-- start of Records provided --
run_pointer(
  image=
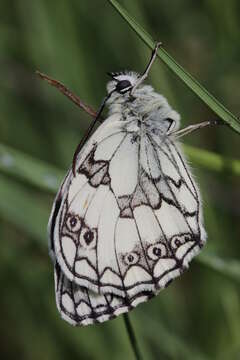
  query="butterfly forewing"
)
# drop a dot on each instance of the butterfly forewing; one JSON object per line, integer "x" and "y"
{"x": 126, "y": 221}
-- end of Records provided --
> [What this task involves]:
Reproduce every line of the rows above, requests included, and add 51 to each x and y coordinate in the answers. Omit the pictures.

> [Reply to the exercise]:
run_pointer(
  image=
  query="butterfly forewing"
)
# drop a dot on each instance of the butterfly forewing; one JSON object per line, integer "x" and "y"
{"x": 177, "y": 272}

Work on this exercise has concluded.